TEKS YANG DITAMPILKAN:
_ _ _ _ _

Dua cara lain yang akan dibahas agak rinci adalah pengaturan harga (price regulation) dan pengenaan pajak (taxation).
a.        Pengaturan Harga (Price Regulation
       Yang dimaksud dengan kebijakan pengaturan harga adalah kebijakan menetapkan tingkat harga maksimum/teringgi (ceiling price) bagi perusahaan monpoli, yaitu pada P = MC nya. Jika perusahaan monopoli menjual harga dibawah maksimum, tidak dikenakan sanksi. Tetapi jika menjual melebihi harga tertinggi, perusahaan dikenakan sanksi. Tujan yang ingin dicapai dari pengaturan harga adalah membatasi perilaku eksploitasi keuntungan yang cenderung memproduksi dengan jumlah lebih sedikit dan menjual denga harga yang lebih tinggi dibandingkan jika perusahaan beroperasi dalam pasar persaingan sempurna. Dengan pengaturan harga ini, pemerintah memaksa perusahaan untuk berperilaku seolah-olah beroperasi dalam pasar persaingan sempurna (P=MC).

20160302_113827.jpg

Pada Diagram 9.9 keseimbangan perusahaan monopolis tercapai pada saat jumlah output Qm dan harga jual PM per unit. Agar perusahaan berperilaku sebagai penerima harga (price taker), pemerintah dapat menetapkan harga tertinggi Pp, sehingga perusahaan memproduksi sejumlah Qp, seperti jika dalam persaingan sempurna. Tampak juga bahwa kebijakan pengaturan harga ini sekaligus menghilangkan terjadinya eksploitasi kepada konsumen dan tenaga kerja, karena terjadinya eksploitasi tersebut adalah monopolis selalu berproduksi pada P> MC.

_ _ _ _ _

DATA MASUKAN:

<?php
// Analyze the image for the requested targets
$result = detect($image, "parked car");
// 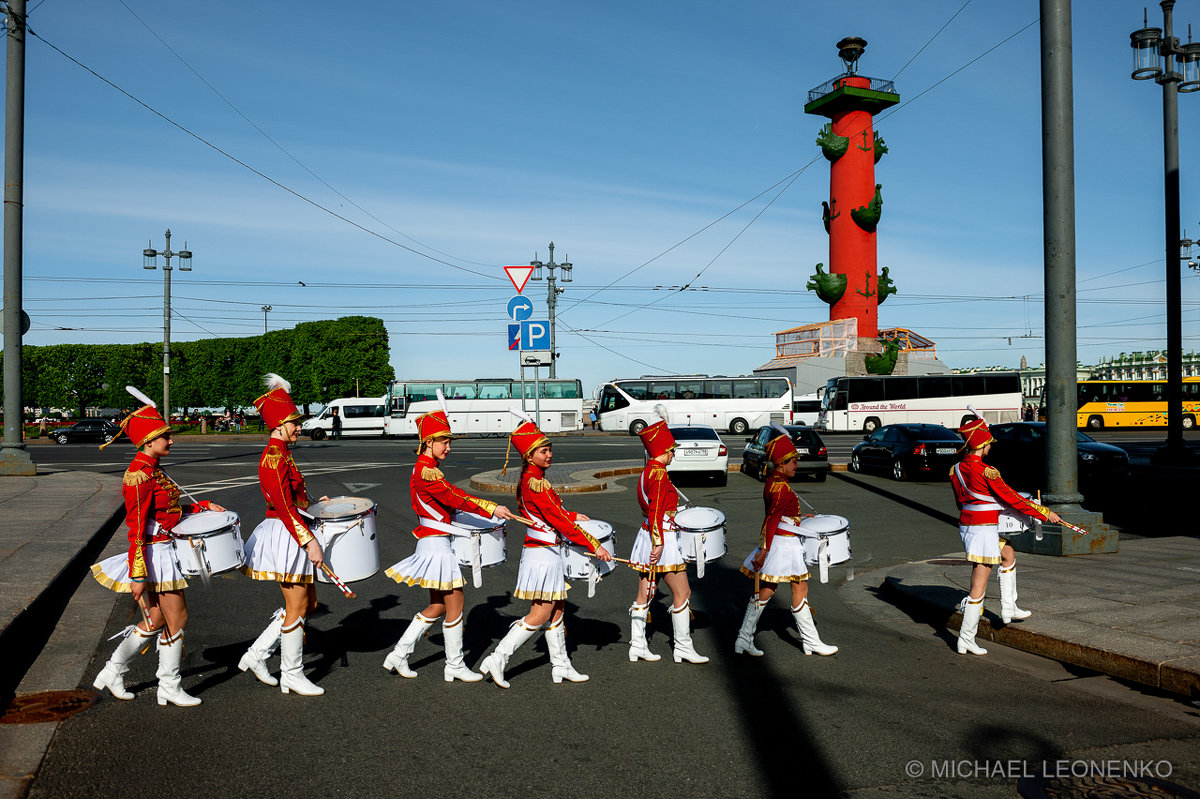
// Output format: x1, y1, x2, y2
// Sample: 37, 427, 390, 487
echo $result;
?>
850, 422, 962, 480
49, 419, 121, 444
984, 422, 1129, 493
742, 425, 829, 482
667, 425, 730, 486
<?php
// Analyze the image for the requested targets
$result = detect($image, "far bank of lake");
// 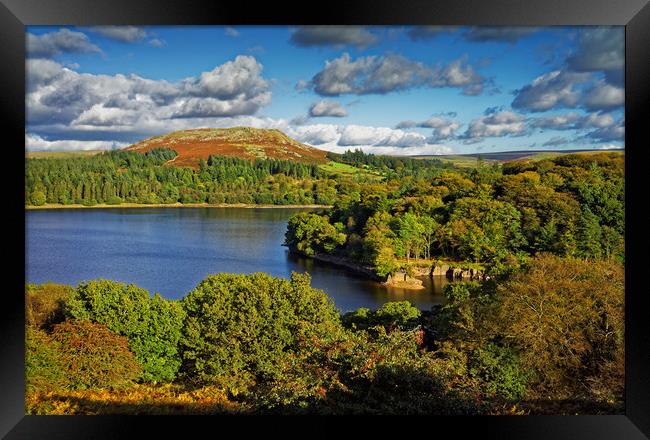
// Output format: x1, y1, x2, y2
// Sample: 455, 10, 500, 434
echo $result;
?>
25, 205, 448, 312
25, 203, 331, 210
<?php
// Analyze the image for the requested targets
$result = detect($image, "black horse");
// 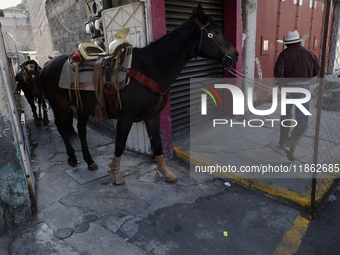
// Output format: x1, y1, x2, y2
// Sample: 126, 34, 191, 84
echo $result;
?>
40, 4, 238, 185
15, 60, 49, 126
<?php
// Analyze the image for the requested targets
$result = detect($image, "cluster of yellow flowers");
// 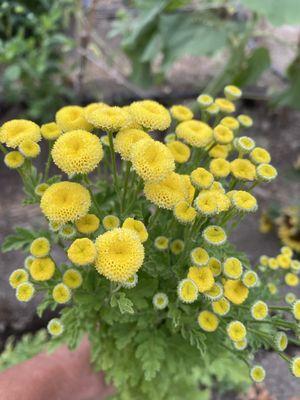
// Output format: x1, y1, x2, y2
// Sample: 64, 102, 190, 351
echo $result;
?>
0, 85, 300, 381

_ _ _ _ _

TUGAS YANG DIKERJAKAN:
1) Ambil kembali seluruh teks tentang pengaturan harga monopoli tanpa mengubah satu kata pun.
2) Tulis ulang baris data dari yang paling awal sampai baris yang memuat "667, 425, 730, 486", keduanya ikut disertakan, dengan menukar "parked car" menjadi "parked truck" dan membiarkan bagian lain tetap sama. Jangan sertakan gambar dalam jawaban.

JAWABAN PER TUGAS:
1)
Dua cara lain yang akan dibahas agak rinci adalah pengaturan harga (price regulation) dan pengenaan pajak (taxation).
a.        Pengaturan Harga (Price Regulation
       Yang dimaksud dengan kebijakan pengaturan harga adalah kebijakan menetapkan tingkat harga maksimum/teringgi (ceiling price) bagi perusahaan monpoli, yaitu pada P = MC nya. Jika perusahaan monopoli menjual harga dibawah maksimum, tidak dikenakan sanksi. Tetapi jika menjual melebihi harga tertinggi, perusahaan dikenakan sanksi. Tujan yang ingin dicapai dari pengaturan harga adalah membatasi perilaku eksploitasi keuntungan yang cenderung memproduksi dengan jumlah lebih sedikit dan menjual denga harga yang lebih tinggi dibandingkan jika perusahaan beroperasi dalam pasar persaingan sempurna. Dengan pengaturan harga ini, pemerintah memaksa perusahaan untuk berperilaku seolah-olah beroperasi dalam pasar persaingan sempurna (P=MC).

20160302_113827.jpg

Pada Diagram 9.9 keseimbangan perusahaan monopolis tercapai pada saat jumlah output Qm dan harga jual PM per unit. Agar perusahaan berperilaku sebagai penerima harga (price taker), pemerintah dapat menetapkan harga tertinggi Pp, sehingga perusahaan memproduksi sejumlah Qp, seperti jika dalam persaingan sempurna. Tampak juga bahwa kebijakan pengaturan harga ini sekaligus menghilangkan terjadinya eksploitasi kepada konsumen dan tenaga kerja, karena terjadinya eksploitasi tersebut adalah monopolis selalu berproduksi pada P> MC.

2)
<?php
// Analyze the image for the requested targets
$result = detect($image, "parked truck");
// 
// Output format: x1, y1, x2, y2
// Sample: 37, 427, 390, 487
echo $result;
?>
850, 422, 962, 480
49, 419, 121, 444
984, 422, 1129, 493
742, 425, 829, 482
667, 425, 730, 486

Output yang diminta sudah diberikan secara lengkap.